WHAT YOU NEED TO DO » Skip every image and restate the data word for word.
BEGIN RECORD LIST
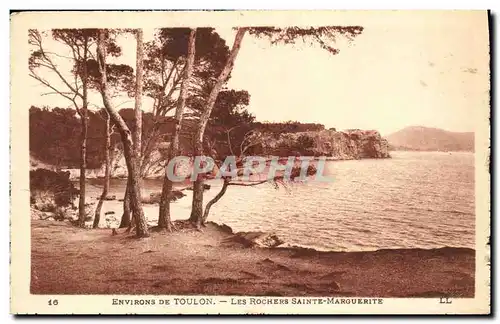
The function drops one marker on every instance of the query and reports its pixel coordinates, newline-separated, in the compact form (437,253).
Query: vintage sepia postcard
(250,162)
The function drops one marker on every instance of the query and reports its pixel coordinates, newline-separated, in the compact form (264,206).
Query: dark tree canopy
(324,36)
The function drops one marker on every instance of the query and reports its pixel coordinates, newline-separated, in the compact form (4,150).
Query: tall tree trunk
(214,200)
(126,136)
(137,135)
(83,140)
(107,174)
(197,205)
(166,193)
(126,219)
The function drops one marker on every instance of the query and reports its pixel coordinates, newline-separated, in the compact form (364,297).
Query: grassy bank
(69,260)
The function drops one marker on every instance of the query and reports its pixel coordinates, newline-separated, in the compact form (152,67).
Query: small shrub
(50,189)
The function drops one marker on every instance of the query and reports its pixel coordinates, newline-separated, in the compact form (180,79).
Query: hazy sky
(407,68)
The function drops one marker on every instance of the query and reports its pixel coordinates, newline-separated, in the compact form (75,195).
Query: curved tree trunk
(107,175)
(137,135)
(164,213)
(83,140)
(125,222)
(126,136)
(83,167)
(197,205)
(214,200)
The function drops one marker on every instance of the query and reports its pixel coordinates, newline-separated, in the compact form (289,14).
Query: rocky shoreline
(70,260)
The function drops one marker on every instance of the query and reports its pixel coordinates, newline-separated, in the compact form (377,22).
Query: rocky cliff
(338,145)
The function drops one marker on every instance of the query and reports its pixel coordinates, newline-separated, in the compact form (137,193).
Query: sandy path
(68,260)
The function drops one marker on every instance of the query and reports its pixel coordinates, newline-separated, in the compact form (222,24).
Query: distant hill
(419,138)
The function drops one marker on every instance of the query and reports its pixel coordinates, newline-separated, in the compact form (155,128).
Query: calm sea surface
(415,199)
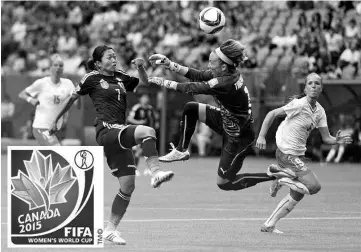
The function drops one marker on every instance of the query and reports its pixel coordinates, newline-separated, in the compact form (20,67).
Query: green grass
(192,214)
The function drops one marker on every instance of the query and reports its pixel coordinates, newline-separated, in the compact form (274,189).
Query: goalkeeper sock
(294,185)
(245,180)
(284,207)
(188,125)
(119,207)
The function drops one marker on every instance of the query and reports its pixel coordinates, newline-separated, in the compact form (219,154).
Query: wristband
(178,68)
(170,84)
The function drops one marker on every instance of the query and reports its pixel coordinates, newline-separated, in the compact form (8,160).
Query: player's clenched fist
(163,83)
(159,59)
(138,62)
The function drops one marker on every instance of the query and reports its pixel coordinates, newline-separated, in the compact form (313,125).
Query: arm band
(178,68)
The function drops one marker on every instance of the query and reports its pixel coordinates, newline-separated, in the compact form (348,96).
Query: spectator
(251,62)
(350,56)
(351,29)
(7,113)
(327,21)
(334,43)
(67,41)
(18,29)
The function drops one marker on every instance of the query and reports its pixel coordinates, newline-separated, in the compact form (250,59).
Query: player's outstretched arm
(72,99)
(339,139)
(28,98)
(139,63)
(190,73)
(270,117)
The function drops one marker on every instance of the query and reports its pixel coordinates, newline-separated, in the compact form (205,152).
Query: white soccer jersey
(52,98)
(301,119)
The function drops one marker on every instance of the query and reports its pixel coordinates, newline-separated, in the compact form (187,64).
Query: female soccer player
(49,95)
(302,116)
(233,119)
(107,88)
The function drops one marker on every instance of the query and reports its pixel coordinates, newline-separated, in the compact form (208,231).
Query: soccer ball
(211,20)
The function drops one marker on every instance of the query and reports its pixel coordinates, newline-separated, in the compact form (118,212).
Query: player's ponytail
(293,97)
(97,56)
(233,50)
(91,65)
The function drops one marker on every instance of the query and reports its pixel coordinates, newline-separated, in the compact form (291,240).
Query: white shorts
(44,139)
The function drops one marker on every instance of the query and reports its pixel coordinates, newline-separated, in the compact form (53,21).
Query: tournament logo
(53,201)
(104,84)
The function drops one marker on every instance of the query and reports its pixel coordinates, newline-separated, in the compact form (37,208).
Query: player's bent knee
(128,189)
(149,132)
(191,106)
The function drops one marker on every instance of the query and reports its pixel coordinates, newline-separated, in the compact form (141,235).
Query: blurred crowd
(31,31)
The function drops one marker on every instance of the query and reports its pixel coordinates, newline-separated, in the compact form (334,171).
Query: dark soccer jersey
(230,93)
(108,94)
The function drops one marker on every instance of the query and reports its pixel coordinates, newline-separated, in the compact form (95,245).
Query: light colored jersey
(52,98)
(301,119)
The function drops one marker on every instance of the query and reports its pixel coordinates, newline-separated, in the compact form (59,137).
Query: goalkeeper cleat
(114,237)
(274,188)
(271,229)
(147,172)
(275,171)
(161,177)
(175,155)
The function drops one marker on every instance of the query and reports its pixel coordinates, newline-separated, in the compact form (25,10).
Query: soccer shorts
(44,139)
(293,165)
(118,140)
(234,149)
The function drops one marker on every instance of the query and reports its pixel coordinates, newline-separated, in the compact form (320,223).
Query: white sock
(284,207)
(295,185)
(341,150)
(153,164)
(330,155)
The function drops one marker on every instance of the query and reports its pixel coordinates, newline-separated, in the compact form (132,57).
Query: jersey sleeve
(34,89)
(72,87)
(293,108)
(197,75)
(133,111)
(211,87)
(130,82)
(323,120)
(85,86)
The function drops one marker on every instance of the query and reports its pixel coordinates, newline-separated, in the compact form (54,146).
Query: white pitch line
(237,219)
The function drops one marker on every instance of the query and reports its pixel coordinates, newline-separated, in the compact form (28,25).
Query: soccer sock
(120,205)
(151,154)
(188,125)
(284,207)
(330,155)
(245,180)
(294,185)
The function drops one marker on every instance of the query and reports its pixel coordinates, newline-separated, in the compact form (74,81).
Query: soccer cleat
(271,229)
(147,172)
(161,177)
(114,236)
(175,155)
(274,170)
(275,186)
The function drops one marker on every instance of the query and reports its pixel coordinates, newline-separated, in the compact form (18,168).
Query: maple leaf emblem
(42,185)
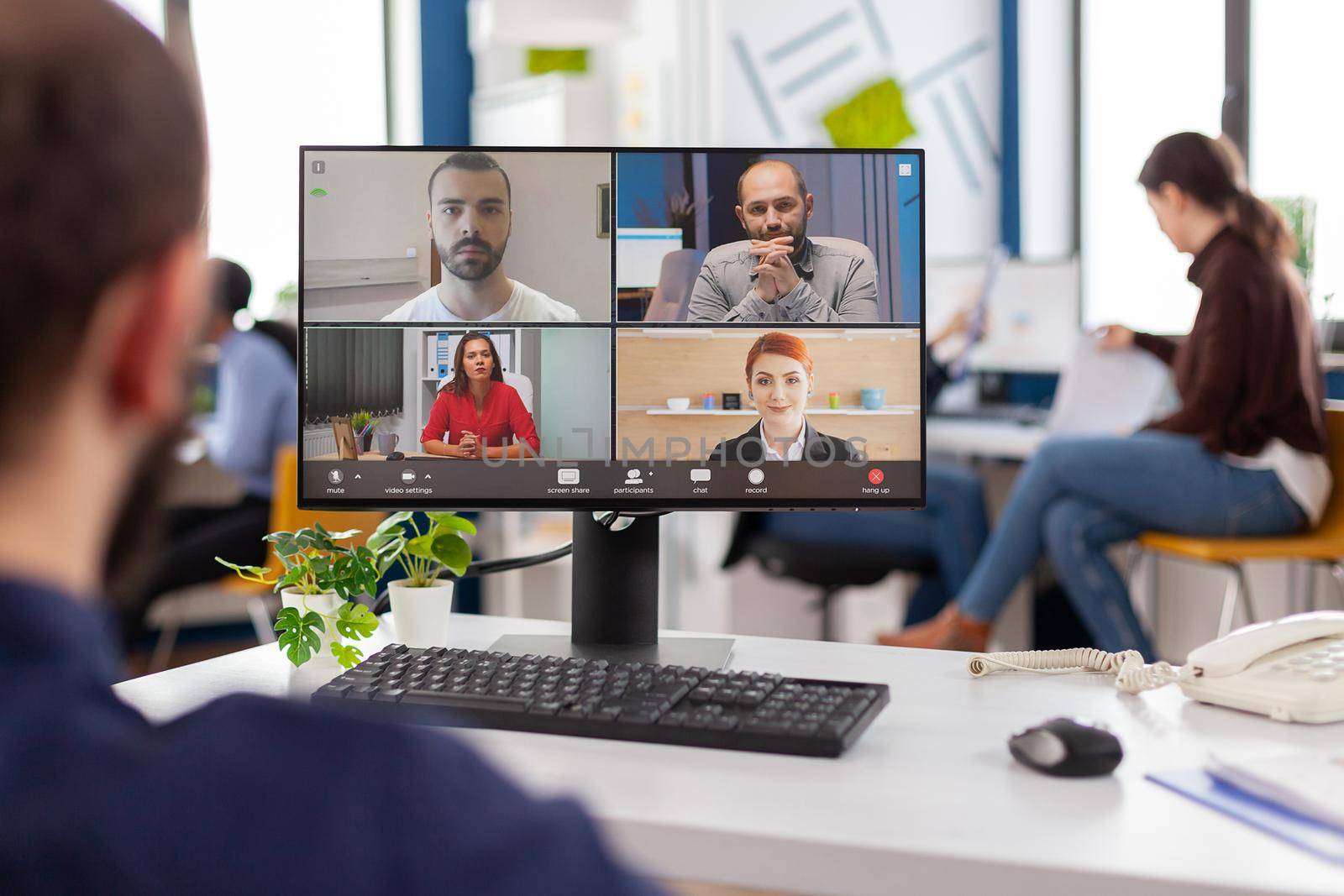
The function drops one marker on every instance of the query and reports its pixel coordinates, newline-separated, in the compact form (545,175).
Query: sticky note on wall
(875,117)
(542,60)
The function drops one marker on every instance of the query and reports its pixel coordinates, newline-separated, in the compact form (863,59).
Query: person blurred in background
(1245,454)
(255,412)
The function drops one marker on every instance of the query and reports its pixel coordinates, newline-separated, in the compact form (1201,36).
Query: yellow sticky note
(873,118)
(541,60)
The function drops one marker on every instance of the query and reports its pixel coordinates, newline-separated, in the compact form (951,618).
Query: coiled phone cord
(1132,673)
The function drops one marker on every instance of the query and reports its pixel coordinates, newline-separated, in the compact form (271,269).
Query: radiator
(319,441)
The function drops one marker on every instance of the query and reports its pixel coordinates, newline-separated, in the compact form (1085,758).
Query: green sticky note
END RECORD LIST
ANSWER TO THE TASK »
The function drops one marker on every instance of the query and reports its pixel coordinates, newline-separated, in the compact form (437,253).
Query: vintage sepia postcard
(250,162)
The function drops one marker on every instance of the query and reports its pixel coordinates, newline-separated, in the compact form (264,206).
Query: dark tree canopy
(324,36)
The function drops one marker on every instance of the query and reports its pixel coordinates, newline-separated, in the compact form (4,150).
Query: tall tree trunk
(214,200)
(126,136)
(137,135)
(83,140)
(107,174)
(197,205)
(166,193)
(126,219)
The function drops one marker on every instance of the query and reports its pixel coordinates, newline-separated, in the compact form (364,297).
Query: grassy bank
(69,260)
The function drops one marker on every instance of the query and reports its pixel coordinates, newline-separated, in the compact form (152,67).
Query: small shrub
(50,189)
The function drops one marker on every instance of the query and reports its pixel coordinates, newline-separated, in the compact form (180,79).
Query: hazy sky
(407,68)
The function drops one marker on every instance of the query and reports its pixel coordinates, newline-separated, in the compact form (75,195).
Query: curved tree trunk
(107,175)
(137,135)
(164,213)
(83,140)
(125,222)
(126,136)
(83,167)
(197,205)
(214,200)
The function drops one marker on every instance of the query and reports its pixel coordinates, newline-separated, in the compact form (289,14).
Query: rocky shoreline
(70,260)
The function drops one marker on every instance of the query and reports its pixel coordinates, newline-separated, in the compact form (377,22).
Query: rocky cliff
(338,145)
The function drops one marker on every instance of the query and reports its pixel coordinates, newline-separated, in the compact form (137,193).
Query: sandy path
(68,260)
The function drops one marker on every instance of the query and reports its pixel coordinates, newline-separated, in the compact form (222,24).
Query: distant hill
(419,138)
The function drops one marker on every instance of the query and reports its pixel coordinates, newline-separated, in the compact form (155,128).
Query: calm sea surface
(415,199)
The function drops one marker on every instance of the query and reports its pixel coordinates, newline-separated, in the compact form (20,67).
Query: green grass
(192,214)
The function drops one marker on every instance of the query and reports its pixel coordinates, newline-separated, in the compact form (274,189).
Query: goalkeeper sock
(294,185)
(245,180)
(284,207)
(188,125)
(119,207)
The function drops one marker on every instance of the query and reports its pixel coordinates, newline-separated, in the compact form (219,154).
Query: wristband
(178,68)
(170,84)
The function drops one marker on every instance of the query and reports its pixel coordinates, newline-separated, in the compact form (8,160).
Query: player's clenched fist
(163,83)
(159,59)
(138,62)
The function drops one marker on every instance of the query and reports its pixel coordinates, newline-separated, in the compact form (313,125).
Query: arm band
(178,68)
The function drops one marker on every instance of the query and reports its pixel coordinates, newline-separated, in the compact form (348,96).
Query: spectator
(251,62)
(350,56)
(351,29)
(7,113)
(327,21)
(334,43)
(67,41)
(18,29)
The function drops one marker on every instance of the query and reports its pixel coordinates, newline-separated, in the compact form (250,59).
Query: player's outstretched arm
(72,99)
(339,139)
(28,98)
(139,63)
(190,73)
(270,117)
The function drops one marker on every instance of the query and reports its pixel coordinates, newline-separated, in the compact form (205,152).
Query: white soccer jersey
(52,98)
(301,119)
The function drops one marker on every instance of the query and reports its pixel coordinates, newline-separated, in the compact form (187,64).
Query: female soccer player
(49,95)
(302,116)
(233,119)
(107,88)
The function drops one marker on every instance of the query and reports its pixel coordinates, newline-separated, in the compact form (208,231).
Query: soccer ball
(211,20)
The function drops one marker on every instance of the query and reports its pixel coordinates, newline-separated, in the compact form (118,212).
Query: player's ponytail
(293,97)
(97,56)
(233,50)
(91,65)
The function drops one marker on every instance of the query and reports its pixel coordinates, newline-separated, in the compact form (291,240).
Query: white shorts
(44,139)
The function drops one marker on every instance of the query and reports its pixel coordinates, newline-separated, in the compact form (53,21).
Query: tournament logo
(53,201)
(104,84)
The function drops one marker on every instance of the query and reports its pixel coordinates, newline-separated, in the compact form (37,208).
Query: player's bent knee
(128,189)
(149,132)
(191,106)
The function drops one marker on every instance of the query and reports its pixel coordinates, newline-separated, in the compact form (141,235).
Query: blurred crowd
(31,31)
The function drops one marker on every instance of the query and reports its pixel coordinates, newline-separated, in the compact form (334,171).
Query: dark soccer jersey
(230,93)
(108,94)
The function drops one marker on every instance of the query and reports its pixel coordinates, newline-separated, in the compact form (95,245).
Query: light colored jersey
(52,98)
(301,119)
The function drops one marker on every instance of the query and reports its pixel coordinates, newline-separated, in the compact form (59,137).
Query: goalkeeper cleat
(114,237)
(274,188)
(271,229)
(147,172)
(275,171)
(161,177)
(175,155)
The function drops one marker on every instance of the query and reports its pixel coordinates, newline-separated, in the compact form (25,10).
Query: soccer shorts
(44,139)
(293,165)
(118,140)
(234,149)
The function drops one marker on every instance of the query and reports its pixel coordinates, newline-separated, in the compact form (320,223).
Query: white sock
(284,207)
(295,185)
(341,150)
(153,164)
(330,155)
The function drops one marker on every instance of the query and reports its pixel coordinates, newline-separated, in the compact form (132,57).
Query: jersey sleeve
(34,89)
(72,87)
(293,108)
(197,75)
(133,111)
(211,87)
(130,82)
(323,120)
(85,86)
The function drops one marker on every instance of the query and reports its pixel coordinates, newline-separated, in the compact form (54,146).
Query: white pitch line
(237,219)
The function drops one marker on every instance of the query and reports its pixel coordinates, newline-separated, in the compact form (28,25).
Query: soccer sock
(120,205)
(151,154)
(188,125)
(284,207)
(330,155)
(245,180)
(294,185)
The function drops one marker on every instance of the query and reports its pixel coordinates, newline-separated, in the compact form (74,81).
Query: soccer cleat
(271,229)
(147,172)
(161,177)
(114,236)
(175,155)
(274,170)
(275,186)
The function drops one marker on every instance of the query and reports its pixel coordinates, newline-separated, in the compact form (18,168).
Query: maple leaf emblem
(42,185)
The function drops one marker on every instance of the query and reports its pixel coordinates, newline-separated, in the compact form (545,175).
Query: sticky note on wall
(875,117)
(542,60)
The function drops one marker on every instance of the query and reports its pixel coordinates, newline-separated, in the compact form (863,59).
Query: person blurred in background
(1245,454)
(255,412)
The function drops one marker on every instance of the query and reports its pixel coordinates, newline-separated, in the compact form (1201,36).
Query: yellow sticky note
(873,118)
(541,60)
The function drops one marker on every instance of the query and reports its pixel coordinates, newline-separated, in the compact form (951,618).
Query: coiled phone cord
(1132,673)
The function drops one marker on every instance of the query and reports its pixel coordinates, newline-separated, in the compact form (271,269).
Query: radiator
(319,441)
The function drops one marker on every instance of the query and reports its pixel coordinates, newline-separated, in the compact form (1085,758).
Query: green sticky note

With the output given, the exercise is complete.